• **TASK DIRECTIONS**
Count the lines in the items below that contain the string "pole" and reply with the number only.

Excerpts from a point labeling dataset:
______

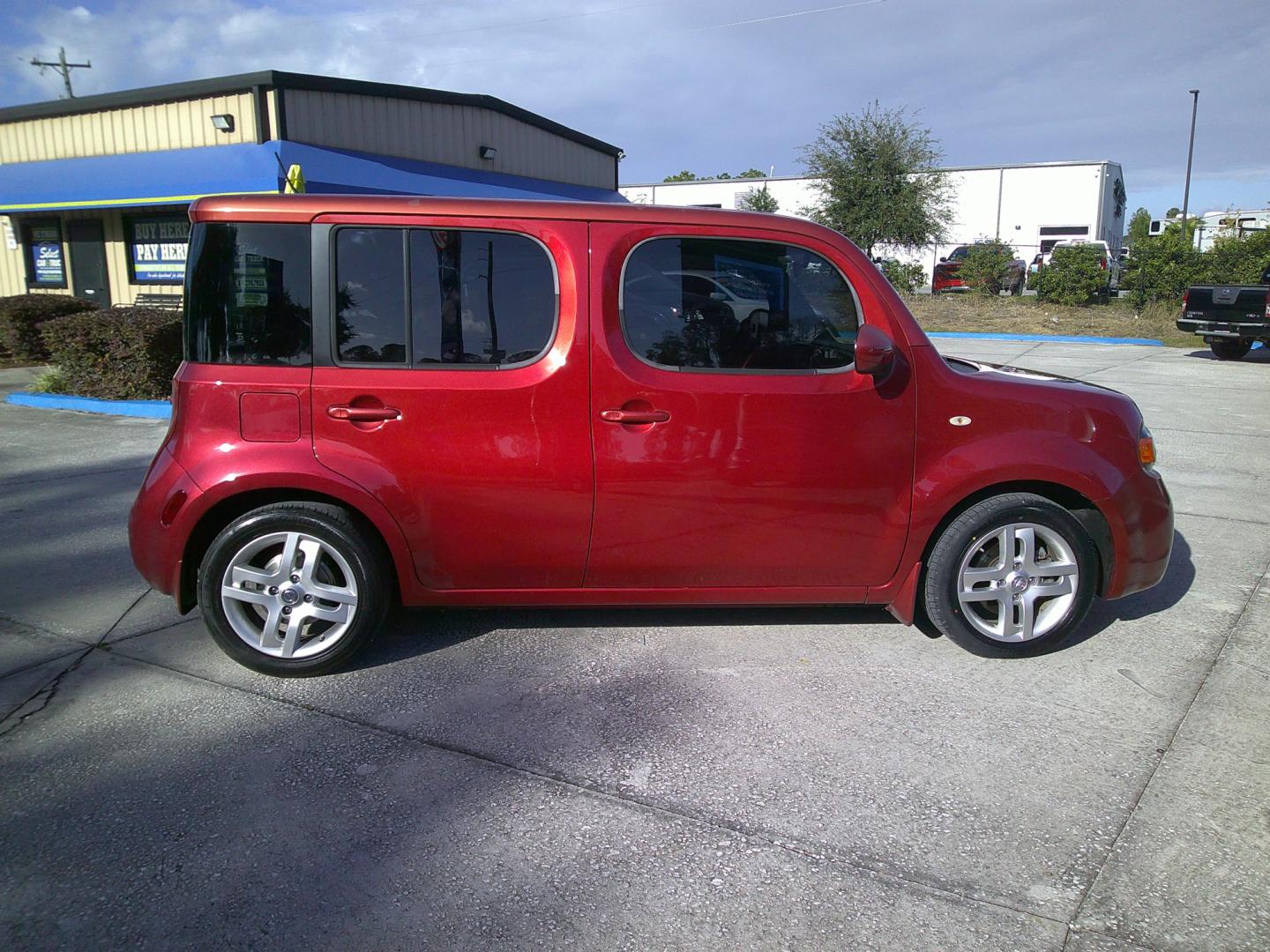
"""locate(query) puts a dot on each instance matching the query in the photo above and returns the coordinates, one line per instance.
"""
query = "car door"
(451, 383)
(743, 456)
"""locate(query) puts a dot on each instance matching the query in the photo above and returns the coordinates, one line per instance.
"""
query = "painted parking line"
(149, 409)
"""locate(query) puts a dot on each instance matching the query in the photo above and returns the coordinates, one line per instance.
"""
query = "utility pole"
(1191, 152)
(63, 68)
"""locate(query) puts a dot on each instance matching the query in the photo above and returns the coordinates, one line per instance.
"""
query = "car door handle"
(363, 414)
(634, 415)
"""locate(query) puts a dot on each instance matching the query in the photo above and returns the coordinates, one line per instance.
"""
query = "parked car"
(482, 403)
(744, 296)
(1109, 260)
(945, 276)
(1231, 319)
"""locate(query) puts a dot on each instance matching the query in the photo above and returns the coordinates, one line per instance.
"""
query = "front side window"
(444, 297)
(248, 294)
(723, 303)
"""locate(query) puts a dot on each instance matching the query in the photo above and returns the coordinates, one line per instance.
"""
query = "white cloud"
(997, 80)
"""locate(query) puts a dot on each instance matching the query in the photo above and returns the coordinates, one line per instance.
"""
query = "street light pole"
(1191, 152)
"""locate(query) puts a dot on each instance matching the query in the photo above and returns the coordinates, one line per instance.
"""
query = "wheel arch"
(227, 510)
(1081, 507)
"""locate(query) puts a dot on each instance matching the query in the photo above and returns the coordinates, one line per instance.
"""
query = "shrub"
(905, 277)
(51, 381)
(1161, 268)
(23, 316)
(1072, 277)
(986, 267)
(122, 353)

______

• **EXPECTED ANSWER**
2